Фрагмент источника »
────────────────────

Тринидадская писательница Ингрид Персод откровенно о новом романе «Любовь после любви»

Новый роман Ингрид Персод «Любовь после любви», действие которого разворачивается на острове Тринидад. Изображение Николя Логлина, опубликовано с разрешения автора.

[Все ссылки в статье ведут на источники на английском языке, если не указано иное.]

В своей рецензии нового произведения тринидадской романистки Ингрид Персод «Love after love» («Любовь после любви») поэт Шивани Рамлошан [рус] описывает книгу, как «бескомпромиссное путешествие к […] трём сердцам».

Сердца, о которых идёт речь, принадлежат Бетти Радмин, пережившей супружеское насилие, которое «нельзя свести к коллекции её синяков», сыну Соло, который «более, чем единственный застенчивый ребенок», и их арендатору господину Шетану, который «не подходит под простую классификацию странных карибских персонажей». Шетан попадает в дом после смерти жестокого мужа Бетти, и в конечном итоге все трое становятся семьёй.

Однако пытаясь помочь друг другу залечить раны, герои открывают секреты, меняющие всё, и оказываются лицом к лицу с вопросами идентичности, долга, социума, желания и примирения. Возможно, наиболее важно то, что эти сокрушительные откровения ведут героев через личные трудности по пути любви к себе. Именно эта тема раскрывается в книге, название которой перекликается со стихотворением Дерека Уолкотта [перевод на русский здесь].

Роман, действие которого разворачивается на острове Тринидад, на родине Персод, отдаёт дань уважения неподражаемой манере общения тринидадцев, смешивая общие исторические темы с живостью местных красок.

Я взял интервью у Ингрид Персод по e-mail на тему её романа, первого с момента получения ею литературной премии Содружества наций 2017 года [рус] и Национальной премии BBC за лучший рассказ.

L'autrice Ingrid Persaud. Photo reproduite avec autorisation.

Жанин Мендес-Франко (ЖМФ): Достигли ли вы любви к себе, о которой говорится в стихотворении Уолкотта?

Ingrid Persaud (IP): I borrow the title of Walcott’s poem with deference and gratitude. In the act of loving another, do we not often carelessly lose sight of ourselves? I’m sure everyone can identify with that challenge. I’d like to think I’m getting better at coming back to my own door, my own mirror, to show myself a little compassion. We should all heed that famous last line where the poet directs: ‘Sit. Feast on your life.’

Ингрид Персод (ИП) : Я позаимствовала название поэмы Уолкотта с большим уважением и благодарностью. Погружаясь в любовь к другому человеку, не теряем ли мы себя самих? Я убеждена, что каждый может ощутить эту проблему. Хочу верить, что мне всё лучше и лучше удаётся возвращаться к себе, глядя в своё собственное зеркало, проявляя к себе немного сострадания. Нам всем необходимо помнить последнюю строку стихотворения, где поэт говорит: «Садись. Смакуй свою жизнь».

ЖМФ: В романе «Любовь после любви» вы перевели на новый уровень рассказывание историй через призму тринидадского понимания, не только путём использования тринидадского местного диалекта, но и ритма и темпа, сопровождающих его. Было ли это намеренным решением или того требовало повествование?

────────────────────

Указание 1 »
Как зовут сына Бетти Радмин в романе, о котором идет речь во фрагменте источника?

Записи »
────────────────────

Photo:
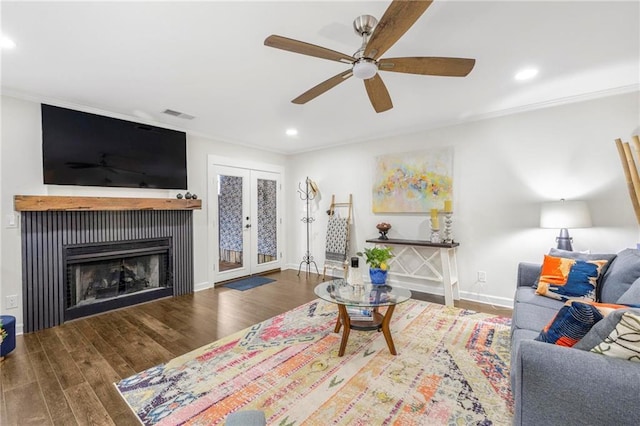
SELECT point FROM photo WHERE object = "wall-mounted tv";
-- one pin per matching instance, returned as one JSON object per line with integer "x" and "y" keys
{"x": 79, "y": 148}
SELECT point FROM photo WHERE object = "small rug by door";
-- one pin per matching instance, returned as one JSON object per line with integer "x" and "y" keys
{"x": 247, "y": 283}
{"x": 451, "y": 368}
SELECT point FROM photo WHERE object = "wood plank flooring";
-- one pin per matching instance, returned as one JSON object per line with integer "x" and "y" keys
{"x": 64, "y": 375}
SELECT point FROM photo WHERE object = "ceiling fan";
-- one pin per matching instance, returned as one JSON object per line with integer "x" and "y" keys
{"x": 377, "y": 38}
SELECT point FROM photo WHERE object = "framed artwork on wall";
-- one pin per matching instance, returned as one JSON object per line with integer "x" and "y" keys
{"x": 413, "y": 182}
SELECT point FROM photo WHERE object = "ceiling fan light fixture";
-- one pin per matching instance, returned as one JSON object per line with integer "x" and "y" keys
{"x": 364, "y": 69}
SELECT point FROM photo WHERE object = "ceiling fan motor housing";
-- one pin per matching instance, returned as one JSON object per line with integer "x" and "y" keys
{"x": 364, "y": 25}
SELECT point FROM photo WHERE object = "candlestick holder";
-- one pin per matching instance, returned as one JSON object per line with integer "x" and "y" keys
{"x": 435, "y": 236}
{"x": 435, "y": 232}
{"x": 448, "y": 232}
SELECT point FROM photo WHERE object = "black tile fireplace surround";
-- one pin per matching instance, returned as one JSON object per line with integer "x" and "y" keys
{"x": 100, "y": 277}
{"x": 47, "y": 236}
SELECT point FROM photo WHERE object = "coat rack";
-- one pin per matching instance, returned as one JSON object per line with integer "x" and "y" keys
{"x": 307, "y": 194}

────────────────────

Указание 2 »
Выпиши из записей все строки, где есть слово "ceiling".

Решение задачи 1 »
Соло.

Решение задачи 2 »
SELECT point FROM photo WHERE object = "ceiling fan";
SELECT point FROM photo WHERE object = "ceiling fan light fixture";
SELECT point FROM photo WHERE object = "ceiling fan motor housing";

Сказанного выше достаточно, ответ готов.